• **Entretien**:
== == ==
Votre film célèbre la force vitale des Gazaouis, aujourd’hui frappés comme jamais. Comment se déroulent les avant-premières ?
Depuis les attaques terribles du Hamas, le 7 octobre, j’ai animé cinq projections-débats. Il n’y a eu aucun incident, tout s’est déroulé dans une atmosphère respectueuse et empathique. Avant-hier, trois gendarmes étaient pourtant campés devant le cinéma du petit village du Lot-et-Garonne qui programmait Yallah Gaza. Cette présence tranchait avec l’ambiance de la séance. Lors de ces avant-premières, j’ai même remarqué que les spectateurs n’étaient pas tous des convaincus de la cause palestinienne, comme c’est trop souvent le cas. Je le sens à la teneur des questions, parfois naïves, qui m’amènent à penser qu’une majorité de gens dans les salles s’interroge.

Le titre du film les a interpellés et ils sont venus pour comprendre ce moment historique qu’ils sont en train de vivre, même de loin. Pour chercher aussi un autre regard que celui des grands médias télévisuels français depuis les attaques du Hamas. Au début de la semaine dernière, j’ai refusé de participer à l’émission de Ruquier sur BFMTV : je voyais bien que seules les réactions émotionnelles avaient droit de cité. Replacer ces attaques dans un contexte plus large était alors impossible : toute approche historique était perçue comme une justification des actes du Hamas ! Condamner, d’accord, mais en contextualisant, sinon c’est accepter d’être dupes du narratif de l’État israélien. (...)

le maillage associatif est assez incroyable à Gaza. Beaucoup de gens travaillent bénévolement dans des ONG. L’idée était de montrer un autre visage de ces Gazaouis qu’on a hélas l’habitude de considérer soit comme des victimes, sous les bombes israéliennes, soit comme des criminels forcément affiliés au Hamas. Des opposants au Hamas, il y en a dans la bande de Gaza, et il y a aussi beaucoup de gens qui font avec parce qu’ils n’ont pas le choix. Qui créent, vivent, refusent de se laisser abattre. Aujourd’hui, ce même peuple est à terre. Je suis sans nouvelles de nombreux protagonistes du film. C’est insupportable. Ce qui est en train de se dérouler sous nos yeux est un génocide. Que soutient la communauté internationale, dont l’Europe, bardée de toutes ses valeurs. (...)

Qu’en est-il d’Iyad Elasttal, le chef opérateur qui a filmé toutes les séquences à Gaza, où vous n’aviez pas eu l’autorisation de vous rendre pour tourner vous-même ?
Hier soir, mercredi 18 octobre, Iyad était encore en vie. Il est dans une zone moins bombardée que Gaza City, au sud, à Khan Yunis. Il est avec sa femme et ses trois filles. Il peut encore m’envoyer des vidéos où on les voit tous les cinq blottis les uns contre les autres quand les bombes tombent. Ils se mettent dans la pièce centrale de l’appartement et attendent que ça passe. Il me dit : « Que la bombe tombe ou non sur notre immeuble, c’est Inch’Allah. »

Et les autres ?
== == ==
• **Données extraites**:

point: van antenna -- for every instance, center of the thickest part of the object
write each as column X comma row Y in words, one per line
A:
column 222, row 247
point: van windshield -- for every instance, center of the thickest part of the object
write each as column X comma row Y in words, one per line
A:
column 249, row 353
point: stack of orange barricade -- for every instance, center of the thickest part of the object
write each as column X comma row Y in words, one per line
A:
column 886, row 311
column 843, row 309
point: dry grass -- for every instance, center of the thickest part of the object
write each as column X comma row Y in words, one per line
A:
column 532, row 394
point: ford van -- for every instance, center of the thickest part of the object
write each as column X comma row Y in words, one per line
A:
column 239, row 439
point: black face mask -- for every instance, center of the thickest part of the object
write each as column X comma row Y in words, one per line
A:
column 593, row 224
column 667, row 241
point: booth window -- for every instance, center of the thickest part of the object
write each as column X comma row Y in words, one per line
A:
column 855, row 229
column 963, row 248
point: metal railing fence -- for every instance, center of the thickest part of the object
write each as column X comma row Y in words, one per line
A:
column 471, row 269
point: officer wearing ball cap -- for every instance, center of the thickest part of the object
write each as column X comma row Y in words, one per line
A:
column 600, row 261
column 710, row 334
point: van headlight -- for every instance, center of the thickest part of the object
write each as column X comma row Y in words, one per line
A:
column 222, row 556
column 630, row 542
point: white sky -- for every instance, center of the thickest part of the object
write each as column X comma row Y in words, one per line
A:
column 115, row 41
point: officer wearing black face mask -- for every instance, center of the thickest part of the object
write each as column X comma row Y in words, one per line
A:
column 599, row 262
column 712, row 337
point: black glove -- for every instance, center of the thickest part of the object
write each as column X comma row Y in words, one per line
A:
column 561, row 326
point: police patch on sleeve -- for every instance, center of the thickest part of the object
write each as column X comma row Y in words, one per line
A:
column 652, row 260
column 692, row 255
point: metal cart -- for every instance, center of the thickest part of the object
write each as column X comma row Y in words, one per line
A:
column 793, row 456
== == ==
• **Consigne**: D'après l'entretien, dans quelle ville se trouve Iyad Elasttal avec sa famille le mercredi 18 octobre au soir ?

• **Corrigé**: À Khan Yunis, dans le sud, une zone moins bombardée que Gaza City.